= ABOUT THIS EXERCISE =
The lines to retype are the one with "the bird perched" and all that follow it to the end of the entries below; copy them exactly and nothing else.

[Collected data entries]
- - -
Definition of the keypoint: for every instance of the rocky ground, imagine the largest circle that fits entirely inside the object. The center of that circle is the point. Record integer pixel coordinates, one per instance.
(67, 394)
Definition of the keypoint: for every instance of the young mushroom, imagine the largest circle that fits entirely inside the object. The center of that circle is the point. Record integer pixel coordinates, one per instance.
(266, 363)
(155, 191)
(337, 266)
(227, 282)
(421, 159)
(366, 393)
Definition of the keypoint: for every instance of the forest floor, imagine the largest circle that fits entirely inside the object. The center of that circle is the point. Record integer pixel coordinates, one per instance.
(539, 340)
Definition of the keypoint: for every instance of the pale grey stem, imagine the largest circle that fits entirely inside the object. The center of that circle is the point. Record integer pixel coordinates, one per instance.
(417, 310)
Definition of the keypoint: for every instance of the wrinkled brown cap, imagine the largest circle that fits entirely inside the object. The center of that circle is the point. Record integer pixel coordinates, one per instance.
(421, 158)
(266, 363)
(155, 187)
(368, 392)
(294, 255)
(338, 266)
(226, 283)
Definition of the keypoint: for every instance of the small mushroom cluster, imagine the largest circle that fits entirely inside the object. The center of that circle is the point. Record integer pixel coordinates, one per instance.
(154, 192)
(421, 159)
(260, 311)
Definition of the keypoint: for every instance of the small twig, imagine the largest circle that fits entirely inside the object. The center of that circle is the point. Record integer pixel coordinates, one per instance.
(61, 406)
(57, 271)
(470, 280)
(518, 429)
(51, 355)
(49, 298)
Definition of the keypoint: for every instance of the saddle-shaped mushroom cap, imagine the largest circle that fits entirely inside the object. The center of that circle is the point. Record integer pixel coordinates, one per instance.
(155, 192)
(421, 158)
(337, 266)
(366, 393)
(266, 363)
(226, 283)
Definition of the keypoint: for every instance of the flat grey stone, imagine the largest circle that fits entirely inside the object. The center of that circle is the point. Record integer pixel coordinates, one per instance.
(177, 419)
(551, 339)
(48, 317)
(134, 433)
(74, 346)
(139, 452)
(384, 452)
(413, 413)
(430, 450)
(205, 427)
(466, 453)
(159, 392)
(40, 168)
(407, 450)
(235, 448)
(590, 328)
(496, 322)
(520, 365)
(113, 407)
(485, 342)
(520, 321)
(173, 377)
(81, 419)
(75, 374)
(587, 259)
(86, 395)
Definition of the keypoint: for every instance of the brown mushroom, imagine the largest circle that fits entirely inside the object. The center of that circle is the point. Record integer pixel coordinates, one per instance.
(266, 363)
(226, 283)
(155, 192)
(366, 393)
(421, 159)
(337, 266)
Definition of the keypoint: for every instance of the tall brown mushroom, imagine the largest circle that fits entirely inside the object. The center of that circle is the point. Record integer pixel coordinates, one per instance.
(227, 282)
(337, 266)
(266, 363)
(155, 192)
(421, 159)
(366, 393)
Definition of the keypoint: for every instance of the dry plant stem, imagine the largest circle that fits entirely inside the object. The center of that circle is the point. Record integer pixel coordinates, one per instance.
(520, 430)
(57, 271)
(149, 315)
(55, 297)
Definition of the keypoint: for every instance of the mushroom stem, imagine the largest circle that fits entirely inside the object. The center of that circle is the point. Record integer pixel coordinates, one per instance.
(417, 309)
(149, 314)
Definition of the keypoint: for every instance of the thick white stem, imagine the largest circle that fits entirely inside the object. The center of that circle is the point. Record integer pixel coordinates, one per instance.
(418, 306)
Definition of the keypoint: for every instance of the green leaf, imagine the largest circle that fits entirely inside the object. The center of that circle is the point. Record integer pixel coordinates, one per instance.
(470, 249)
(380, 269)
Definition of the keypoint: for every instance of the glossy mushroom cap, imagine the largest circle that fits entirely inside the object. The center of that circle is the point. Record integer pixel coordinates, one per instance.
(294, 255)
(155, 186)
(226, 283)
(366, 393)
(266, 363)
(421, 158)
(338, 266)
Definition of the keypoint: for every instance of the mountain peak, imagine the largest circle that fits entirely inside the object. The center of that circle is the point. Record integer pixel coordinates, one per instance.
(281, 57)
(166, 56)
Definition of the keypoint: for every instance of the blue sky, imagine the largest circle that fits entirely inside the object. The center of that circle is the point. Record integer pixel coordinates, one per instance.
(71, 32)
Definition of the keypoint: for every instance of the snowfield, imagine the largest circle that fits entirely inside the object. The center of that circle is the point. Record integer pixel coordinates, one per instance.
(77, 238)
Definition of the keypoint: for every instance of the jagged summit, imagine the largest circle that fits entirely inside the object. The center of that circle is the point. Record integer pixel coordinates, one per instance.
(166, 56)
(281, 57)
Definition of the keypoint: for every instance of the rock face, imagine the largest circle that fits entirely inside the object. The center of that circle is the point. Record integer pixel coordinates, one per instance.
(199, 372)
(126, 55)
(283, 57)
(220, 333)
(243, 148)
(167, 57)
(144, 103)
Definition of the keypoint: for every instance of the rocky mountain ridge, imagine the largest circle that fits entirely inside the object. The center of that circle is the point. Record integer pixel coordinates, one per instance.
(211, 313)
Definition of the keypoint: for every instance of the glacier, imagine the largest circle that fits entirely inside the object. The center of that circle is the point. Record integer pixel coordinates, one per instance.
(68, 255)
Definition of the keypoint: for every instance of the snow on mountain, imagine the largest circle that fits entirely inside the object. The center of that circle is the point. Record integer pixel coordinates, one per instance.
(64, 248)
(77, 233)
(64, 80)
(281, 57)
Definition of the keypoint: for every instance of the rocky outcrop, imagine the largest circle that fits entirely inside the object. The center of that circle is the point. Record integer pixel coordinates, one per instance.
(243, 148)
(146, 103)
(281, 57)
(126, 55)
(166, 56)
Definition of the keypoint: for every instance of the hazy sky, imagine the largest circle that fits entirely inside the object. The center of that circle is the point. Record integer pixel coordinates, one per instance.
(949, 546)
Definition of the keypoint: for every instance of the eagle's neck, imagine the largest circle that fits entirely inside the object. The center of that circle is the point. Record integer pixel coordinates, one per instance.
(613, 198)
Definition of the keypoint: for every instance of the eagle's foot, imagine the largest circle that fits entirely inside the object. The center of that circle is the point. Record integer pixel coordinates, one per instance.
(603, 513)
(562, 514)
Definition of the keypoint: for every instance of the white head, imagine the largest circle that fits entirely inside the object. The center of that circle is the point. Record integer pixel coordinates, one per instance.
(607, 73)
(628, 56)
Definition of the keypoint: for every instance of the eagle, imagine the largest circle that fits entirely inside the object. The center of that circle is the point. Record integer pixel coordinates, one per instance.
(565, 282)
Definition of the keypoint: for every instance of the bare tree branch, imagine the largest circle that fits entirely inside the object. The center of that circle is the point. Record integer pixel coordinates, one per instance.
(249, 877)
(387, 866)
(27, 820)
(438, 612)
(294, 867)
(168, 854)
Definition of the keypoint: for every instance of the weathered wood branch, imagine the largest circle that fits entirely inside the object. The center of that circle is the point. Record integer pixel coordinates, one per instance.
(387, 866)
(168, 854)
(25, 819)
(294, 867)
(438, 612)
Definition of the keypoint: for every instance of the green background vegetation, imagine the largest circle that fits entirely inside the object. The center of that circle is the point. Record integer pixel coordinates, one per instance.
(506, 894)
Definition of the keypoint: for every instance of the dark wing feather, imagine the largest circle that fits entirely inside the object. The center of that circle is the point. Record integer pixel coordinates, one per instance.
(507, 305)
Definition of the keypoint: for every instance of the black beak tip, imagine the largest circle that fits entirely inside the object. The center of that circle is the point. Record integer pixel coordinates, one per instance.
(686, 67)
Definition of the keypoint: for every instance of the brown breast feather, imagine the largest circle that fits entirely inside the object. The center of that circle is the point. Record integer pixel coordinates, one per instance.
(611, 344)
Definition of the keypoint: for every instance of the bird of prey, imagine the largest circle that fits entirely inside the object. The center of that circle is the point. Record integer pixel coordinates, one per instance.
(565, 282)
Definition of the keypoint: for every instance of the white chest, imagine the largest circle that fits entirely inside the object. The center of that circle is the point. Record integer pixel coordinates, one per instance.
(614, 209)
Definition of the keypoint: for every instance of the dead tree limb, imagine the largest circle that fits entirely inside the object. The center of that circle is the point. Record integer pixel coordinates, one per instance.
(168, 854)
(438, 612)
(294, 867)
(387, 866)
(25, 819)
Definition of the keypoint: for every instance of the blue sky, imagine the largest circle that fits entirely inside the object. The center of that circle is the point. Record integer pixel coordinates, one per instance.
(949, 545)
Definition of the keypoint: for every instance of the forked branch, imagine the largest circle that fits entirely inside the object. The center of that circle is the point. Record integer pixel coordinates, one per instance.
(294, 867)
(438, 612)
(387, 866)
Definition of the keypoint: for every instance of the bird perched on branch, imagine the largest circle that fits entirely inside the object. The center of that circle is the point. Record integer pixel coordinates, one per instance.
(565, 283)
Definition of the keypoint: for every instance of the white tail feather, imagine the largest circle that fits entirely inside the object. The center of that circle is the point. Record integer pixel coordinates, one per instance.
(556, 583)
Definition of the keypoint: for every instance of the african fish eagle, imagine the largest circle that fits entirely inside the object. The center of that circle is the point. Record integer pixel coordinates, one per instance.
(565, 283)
- - -
= OUTPUT OF THE TASK =
Definition of the keypoint: for every instance of the bird perched on branch, imagine the largest circle that fits entirely inside the object. The center of that circle is the point. Record integer pixel coordinates, one per instance.
(565, 283)
Definition of the keypoint: for every instance of the white tail feather, imagine the largest circle that fits entirely inside the object. The center of that circle is the point. Record integer pixel coordinates, one per instance.
(556, 583)
Definition of the keypoint: for every instance of the african fish eagle, imagine the largest circle that fits entirely inside the object. The center of that circle is the point. Record integer pixel coordinates, one per instance.
(565, 283)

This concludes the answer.